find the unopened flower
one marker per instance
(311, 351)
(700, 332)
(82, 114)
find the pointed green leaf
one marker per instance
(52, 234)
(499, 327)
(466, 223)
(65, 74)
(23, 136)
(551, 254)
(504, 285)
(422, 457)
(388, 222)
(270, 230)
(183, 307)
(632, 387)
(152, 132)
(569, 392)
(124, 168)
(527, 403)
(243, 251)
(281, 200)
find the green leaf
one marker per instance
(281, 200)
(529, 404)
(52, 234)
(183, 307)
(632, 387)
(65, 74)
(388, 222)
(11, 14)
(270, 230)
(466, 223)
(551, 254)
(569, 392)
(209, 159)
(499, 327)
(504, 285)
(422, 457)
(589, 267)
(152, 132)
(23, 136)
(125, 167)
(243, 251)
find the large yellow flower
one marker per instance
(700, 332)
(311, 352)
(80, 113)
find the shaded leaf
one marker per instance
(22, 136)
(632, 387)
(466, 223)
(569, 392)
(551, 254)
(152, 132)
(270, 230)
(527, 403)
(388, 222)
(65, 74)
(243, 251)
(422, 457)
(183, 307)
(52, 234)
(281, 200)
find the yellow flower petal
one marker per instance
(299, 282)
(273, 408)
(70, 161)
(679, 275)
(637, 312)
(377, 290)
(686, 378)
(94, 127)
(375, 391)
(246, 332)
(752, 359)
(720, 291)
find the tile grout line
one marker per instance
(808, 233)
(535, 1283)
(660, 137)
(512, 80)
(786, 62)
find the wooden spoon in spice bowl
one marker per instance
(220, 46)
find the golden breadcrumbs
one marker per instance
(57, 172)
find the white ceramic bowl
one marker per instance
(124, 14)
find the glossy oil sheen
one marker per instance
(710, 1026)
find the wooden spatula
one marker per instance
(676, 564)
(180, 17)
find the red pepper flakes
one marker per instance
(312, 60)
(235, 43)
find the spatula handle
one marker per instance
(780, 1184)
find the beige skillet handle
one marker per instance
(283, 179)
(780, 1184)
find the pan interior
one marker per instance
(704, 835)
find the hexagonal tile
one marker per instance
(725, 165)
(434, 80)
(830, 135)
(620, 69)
-------
# [GIVEN REQUEST]
Print the entries exactly. Include every one.

# [SOLUTION TO THIS PROBLEM]
find the unopened flower
one marker per instance
(311, 351)
(700, 332)
(82, 114)
find the pointed green leaf
one marker per instance
(52, 234)
(499, 327)
(466, 223)
(65, 74)
(23, 136)
(551, 254)
(504, 285)
(422, 457)
(388, 222)
(270, 230)
(183, 307)
(632, 387)
(152, 132)
(569, 392)
(124, 168)
(527, 403)
(243, 251)
(281, 200)
find the green leaf
one marker per instance
(281, 200)
(529, 404)
(52, 234)
(183, 307)
(632, 387)
(65, 74)
(388, 222)
(11, 14)
(270, 230)
(466, 223)
(551, 254)
(569, 392)
(209, 159)
(499, 327)
(504, 285)
(422, 457)
(589, 267)
(152, 132)
(23, 136)
(125, 167)
(243, 251)
find the large yellow flower
one marker per instance
(700, 332)
(311, 352)
(80, 113)
find the shaded leaf
one marker per instance
(22, 136)
(632, 387)
(466, 223)
(569, 392)
(551, 254)
(152, 132)
(270, 230)
(527, 403)
(388, 222)
(65, 74)
(243, 251)
(422, 457)
(183, 307)
(52, 234)
(281, 200)
find the yellow flower petal
one marker per instance
(299, 282)
(273, 408)
(70, 161)
(679, 275)
(637, 312)
(377, 290)
(686, 378)
(94, 127)
(375, 391)
(246, 332)
(752, 359)
(720, 291)
find the tile grout line
one marker per instance
(808, 233)
(535, 1283)
(660, 137)
(512, 80)
(786, 62)
find the wooden spoon in spice bowl
one marker per instance
(220, 46)
find the golden breadcrumbs
one marker per instance
(57, 172)
find the white ceramic bowl
one marker per instance
(124, 14)
find the glossy oil sheen
one marker per instance
(710, 1026)
find the wooden spatula
one marker per instance
(676, 564)
(180, 17)
find the red pepper flakes
one marker per instance
(312, 60)
(235, 43)
find the spatula handle
one marker per instance
(780, 1184)
find the beige skillet handle
one marker per instance
(283, 179)
(780, 1184)
find the pan interior
one marker per instance
(704, 835)
find the hexagonal tile
one marker per instance
(725, 165)
(434, 80)
(830, 135)
(620, 69)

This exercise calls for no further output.